***** GIVEN INFORMATION *****
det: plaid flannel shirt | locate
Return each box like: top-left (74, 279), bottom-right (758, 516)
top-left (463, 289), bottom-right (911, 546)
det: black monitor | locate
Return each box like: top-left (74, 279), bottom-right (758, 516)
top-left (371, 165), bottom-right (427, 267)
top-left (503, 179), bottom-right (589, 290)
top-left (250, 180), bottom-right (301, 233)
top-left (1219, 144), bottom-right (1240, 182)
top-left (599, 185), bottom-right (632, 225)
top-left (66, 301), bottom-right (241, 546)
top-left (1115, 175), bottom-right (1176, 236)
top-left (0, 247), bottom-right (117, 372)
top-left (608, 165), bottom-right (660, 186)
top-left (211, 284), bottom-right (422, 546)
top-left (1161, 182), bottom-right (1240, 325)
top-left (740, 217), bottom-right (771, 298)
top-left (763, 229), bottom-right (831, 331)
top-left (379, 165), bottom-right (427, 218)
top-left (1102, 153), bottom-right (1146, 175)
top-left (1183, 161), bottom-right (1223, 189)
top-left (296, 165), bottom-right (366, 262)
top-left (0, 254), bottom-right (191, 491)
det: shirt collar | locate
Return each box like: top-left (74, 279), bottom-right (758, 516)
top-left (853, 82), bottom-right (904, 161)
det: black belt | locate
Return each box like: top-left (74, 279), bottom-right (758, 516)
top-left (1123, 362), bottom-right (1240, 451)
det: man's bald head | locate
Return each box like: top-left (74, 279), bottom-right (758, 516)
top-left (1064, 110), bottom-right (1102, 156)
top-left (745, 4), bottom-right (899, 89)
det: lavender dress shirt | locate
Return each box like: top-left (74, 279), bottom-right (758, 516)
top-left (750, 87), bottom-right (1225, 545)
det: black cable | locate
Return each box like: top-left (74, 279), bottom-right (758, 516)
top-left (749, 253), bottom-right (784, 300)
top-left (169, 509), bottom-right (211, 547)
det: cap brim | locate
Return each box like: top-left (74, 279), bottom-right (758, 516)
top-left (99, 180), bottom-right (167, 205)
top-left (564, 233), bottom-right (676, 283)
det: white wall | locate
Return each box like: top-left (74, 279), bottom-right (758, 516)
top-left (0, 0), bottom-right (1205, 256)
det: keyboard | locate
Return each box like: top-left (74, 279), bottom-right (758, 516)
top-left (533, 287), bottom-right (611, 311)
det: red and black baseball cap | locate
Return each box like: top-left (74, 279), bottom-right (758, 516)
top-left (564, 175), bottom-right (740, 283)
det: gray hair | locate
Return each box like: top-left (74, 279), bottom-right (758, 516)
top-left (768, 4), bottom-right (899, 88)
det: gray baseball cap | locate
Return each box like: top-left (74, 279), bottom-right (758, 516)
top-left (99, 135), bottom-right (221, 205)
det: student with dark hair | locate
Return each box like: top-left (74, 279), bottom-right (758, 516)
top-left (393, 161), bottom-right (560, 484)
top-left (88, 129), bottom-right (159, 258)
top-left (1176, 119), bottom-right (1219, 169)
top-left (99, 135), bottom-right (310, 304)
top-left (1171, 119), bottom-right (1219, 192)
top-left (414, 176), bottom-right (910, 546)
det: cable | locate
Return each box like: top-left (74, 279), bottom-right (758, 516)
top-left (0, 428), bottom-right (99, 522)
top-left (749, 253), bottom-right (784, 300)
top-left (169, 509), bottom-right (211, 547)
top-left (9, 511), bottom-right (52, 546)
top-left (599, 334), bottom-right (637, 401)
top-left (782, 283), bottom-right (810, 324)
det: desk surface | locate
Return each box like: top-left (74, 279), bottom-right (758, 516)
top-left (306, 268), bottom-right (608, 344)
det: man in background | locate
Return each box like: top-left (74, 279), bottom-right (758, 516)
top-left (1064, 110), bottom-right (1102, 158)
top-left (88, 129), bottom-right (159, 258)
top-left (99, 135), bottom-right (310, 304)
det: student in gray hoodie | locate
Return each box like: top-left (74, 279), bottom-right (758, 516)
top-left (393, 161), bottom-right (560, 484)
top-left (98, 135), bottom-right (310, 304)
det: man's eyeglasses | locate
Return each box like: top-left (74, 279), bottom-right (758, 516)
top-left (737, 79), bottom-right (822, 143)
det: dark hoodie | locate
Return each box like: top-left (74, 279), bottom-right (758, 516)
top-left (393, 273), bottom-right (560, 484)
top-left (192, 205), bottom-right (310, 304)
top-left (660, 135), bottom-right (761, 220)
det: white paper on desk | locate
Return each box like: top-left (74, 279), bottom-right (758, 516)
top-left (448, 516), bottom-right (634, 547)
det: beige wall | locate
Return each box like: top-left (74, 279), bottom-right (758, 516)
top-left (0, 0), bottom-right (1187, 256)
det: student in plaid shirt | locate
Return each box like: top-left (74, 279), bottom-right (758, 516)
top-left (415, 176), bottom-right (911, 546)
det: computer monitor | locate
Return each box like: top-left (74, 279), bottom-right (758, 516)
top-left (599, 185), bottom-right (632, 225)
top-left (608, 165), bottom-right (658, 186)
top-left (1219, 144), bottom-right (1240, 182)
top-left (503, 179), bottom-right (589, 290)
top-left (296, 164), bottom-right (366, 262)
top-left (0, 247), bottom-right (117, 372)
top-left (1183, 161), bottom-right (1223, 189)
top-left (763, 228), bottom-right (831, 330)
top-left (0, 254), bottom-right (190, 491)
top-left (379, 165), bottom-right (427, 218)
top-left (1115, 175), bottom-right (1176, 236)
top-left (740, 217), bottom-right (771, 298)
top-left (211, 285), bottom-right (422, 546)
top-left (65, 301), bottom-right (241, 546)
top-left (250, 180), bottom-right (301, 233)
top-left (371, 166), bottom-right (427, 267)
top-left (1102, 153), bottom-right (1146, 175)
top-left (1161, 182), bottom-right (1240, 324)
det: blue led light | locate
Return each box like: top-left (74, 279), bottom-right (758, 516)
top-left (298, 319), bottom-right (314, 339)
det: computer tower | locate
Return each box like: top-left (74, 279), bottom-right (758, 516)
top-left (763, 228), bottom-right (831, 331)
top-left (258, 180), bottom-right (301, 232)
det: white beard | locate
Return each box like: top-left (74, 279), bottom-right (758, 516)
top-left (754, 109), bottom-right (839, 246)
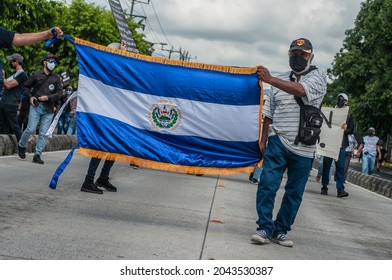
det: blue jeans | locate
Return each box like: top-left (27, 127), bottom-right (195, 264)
top-left (362, 153), bottom-right (376, 175)
top-left (256, 135), bottom-right (312, 238)
top-left (321, 147), bottom-right (347, 192)
top-left (67, 116), bottom-right (76, 135)
top-left (19, 103), bottom-right (54, 156)
top-left (57, 112), bottom-right (69, 135)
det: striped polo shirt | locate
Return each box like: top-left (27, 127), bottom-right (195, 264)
*****
» **WHAT IS BEING ASKED**: Could you convert all of the items above into a numbered list, skipping blank lines and leaving the pictures out?

» **FINISHED EXERCISE**:
1. det: plaid flannel shirt | locate
2. Return each box like: top-left (74, 279), bottom-right (758, 516)
3. top-left (463, 289), bottom-right (911, 546)
4. det: black monitor | locate
5. Return each box like: top-left (74, 279), bottom-right (758, 516)
6. top-left (371, 165), bottom-right (427, 267)
7. top-left (503, 179), bottom-right (589, 290)
8. top-left (250, 180), bottom-right (301, 233)
9. top-left (1219, 144), bottom-right (1240, 182)
10. top-left (599, 185), bottom-right (632, 225)
11. top-left (66, 301), bottom-right (241, 546)
12. top-left (1115, 175), bottom-right (1176, 236)
13. top-left (0, 247), bottom-right (117, 372)
14. top-left (608, 165), bottom-right (660, 186)
15. top-left (211, 284), bottom-right (422, 546)
16. top-left (1161, 182), bottom-right (1240, 325)
17. top-left (740, 217), bottom-right (771, 298)
18. top-left (763, 229), bottom-right (831, 331)
19. top-left (379, 165), bottom-right (427, 218)
20. top-left (1102, 153), bottom-right (1146, 175)
21. top-left (1183, 161), bottom-right (1223, 189)
22. top-left (296, 165), bottom-right (366, 262)
23. top-left (0, 254), bottom-right (191, 491)
24. det: shirt collar | locate
25. Return each box like: top-left (74, 279), bottom-right (758, 516)
26. top-left (853, 82), bottom-right (904, 161)
27. det: black belt | locate
28. Return each box like: top-left (74, 279), bottom-right (758, 516)
29. top-left (1123, 362), bottom-right (1240, 451)
30. det: man's bald head | locate
31. Return each box like: top-left (74, 279), bottom-right (758, 516)
32. top-left (1064, 110), bottom-right (1102, 156)
33. top-left (745, 4), bottom-right (899, 89)
34. det: lavender dress shirt | locate
35. Return each box like: top-left (74, 279), bottom-right (758, 516)
36. top-left (750, 87), bottom-right (1225, 545)
37. det: black cable | locate
38. Return each box like: top-left (74, 279), bottom-right (758, 516)
39. top-left (749, 253), bottom-right (784, 300)
40. top-left (169, 509), bottom-right (211, 547)
41. det: cap brim | locate
42. Return each box like: top-left (74, 279), bottom-right (758, 516)
43. top-left (99, 180), bottom-right (167, 205)
44. top-left (564, 233), bottom-right (676, 283)
45. det: white wall | locate
46. Return each box like: top-left (74, 279), bottom-right (758, 516)
47. top-left (0, 0), bottom-right (1205, 256)
48. det: keyboard | locate
49. Return each box like: top-left (74, 279), bottom-right (758, 516)
50. top-left (533, 287), bottom-right (611, 311)
51. det: red and black baseball cap | locate
52. Return each box like: top-left (74, 279), bottom-right (758, 516)
53. top-left (564, 175), bottom-right (740, 283)
54. det: gray hair | locate
55. Return each box like: top-left (74, 279), bottom-right (758, 516)
56. top-left (768, 4), bottom-right (899, 88)
57. det: gray baseball cap | locate
58. Return each box like: top-left (74, 279), bottom-right (758, 516)
59. top-left (99, 135), bottom-right (221, 205)
60. det: student with dark hair | locate
61. Return each box like: top-left (74, 279), bottom-right (758, 516)
62. top-left (393, 161), bottom-right (560, 484)
63. top-left (88, 129), bottom-right (159, 258)
64. top-left (1176, 119), bottom-right (1219, 169)
65. top-left (99, 135), bottom-right (310, 304)
66. top-left (1171, 119), bottom-right (1219, 192)
67. top-left (414, 176), bottom-right (910, 546)
68. det: cable | locate
69. Return each box like: top-left (74, 279), bottom-right (758, 516)
70. top-left (0, 428), bottom-right (99, 522)
71. top-left (749, 253), bottom-right (784, 300)
72. top-left (169, 509), bottom-right (211, 547)
73. top-left (9, 511), bottom-right (52, 546)
74. top-left (599, 334), bottom-right (637, 401)
75. top-left (782, 283), bottom-right (810, 324)
76. det: desk surface | locate
77. Return each box like: top-left (74, 279), bottom-right (758, 516)
78. top-left (306, 268), bottom-right (608, 344)
79. det: man in background | locate
80. Return each box like: top-left (74, 279), bottom-right (758, 516)
81. top-left (1064, 110), bottom-right (1102, 158)
82. top-left (88, 129), bottom-right (159, 258)
83. top-left (99, 135), bottom-right (310, 304)
84. det: student in gray hoodie | locate
85. Return each box like: top-left (74, 279), bottom-right (758, 516)
86. top-left (393, 161), bottom-right (560, 484)
87. top-left (98, 135), bottom-right (310, 304)
88. det: man's eyeglasses | locate
89. Return each box like: top-left (74, 279), bottom-right (758, 516)
90. top-left (737, 79), bottom-right (822, 143)
91. det: dark hoodie | locate
92. Return each box like: top-left (74, 279), bottom-right (758, 516)
93. top-left (393, 273), bottom-right (560, 484)
94. top-left (192, 205), bottom-right (310, 304)
95. top-left (660, 135), bottom-right (761, 220)
96. det: white paper on desk | locate
97. Return each box like: top-left (74, 279), bottom-right (758, 516)
98. top-left (448, 516), bottom-right (634, 547)
99. det: beige wall | locate
100. Return each box like: top-left (74, 279), bottom-right (758, 516)
101. top-left (0, 0), bottom-right (1187, 256)
102. det: student in plaid shirt | locate
103. Return each box like: top-left (74, 279), bottom-right (758, 516)
104. top-left (415, 176), bottom-right (911, 546)
105. det: computer monitor | locate
106. Return each box like: top-left (74, 279), bottom-right (758, 516)
107. top-left (599, 185), bottom-right (632, 225)
108. top-left (608, 165), bottom-right (658, 186)
109. top-left (1219, 144), bottom-right (1240, 182)
110. top-left (503, 179), bottom-right (589, 290)
111. top-left (296, 164), bottom-right (366, 262)
112. top-left (0, 247), bottom-right (117, 372)
113. top-left (1183, 161), bottom-right (1223, 189)
114. top-left (763, 228), bottom-right (831, 330)
115. top-left (0, 254), bottom-right (190, 491)
116. top-left (379, 165), bottom-right (427, 218)
117. top-left (1115, 175), bottom-right (1176, 236)
118. top-left (740, 217), bottom-right (771, 298)
119. top-left (211, 285), bottom-right (422, 546)
120. top-left (65, 301), bottom-right (241, 546)
121. top-left (250, 180), bottom-right (301, 233)
122. top-left (371, 166), bottom-right (427, 267)
123. top-left (1102, 153), bottom-right (1146, 175)
124. top-left (1161, 182), bottom-right (1240, 324)
125. det: blue led light | locate
126. Return each box like: top-left (74, 279), bottom-right (758, 516)
127. top-left (298, 319), bottom-right (314, 339)
128. det: computer tower | locate
129. Return each box like: top-left (74, 279), bottom-right (758, 516)
130. top-left (763, 228), bottom-right (831, 331)
131. top-left (258, 180), bottom-right (301, 232)
132. det: white beard | locate
133. Return each box like: top-left (74, 279), bottom-right (758, 516)
134. top-left (754, 109), bottom-right (839, 246)
135. det: blue jeans | locate
136. Return each box like: top-left (27, 127), bottom-right (195, 264)
137. top-left (362, 153), bottom-right (376, 175)
138. top-left (256, 135), bottom-right (312, 238)
139. top-left (321, 147), bottom-right (347, 192)
140. top-left (67, 116), bottom-right (76, 135)
141. top-left (19, 103), bottom-right (54, 156)
142. top-left (57, 112), bottom-right (69, 135)
143. det: striped polo shirt | locate
144. Return each box like: top-left (27, 127), bottom-right (195, 264)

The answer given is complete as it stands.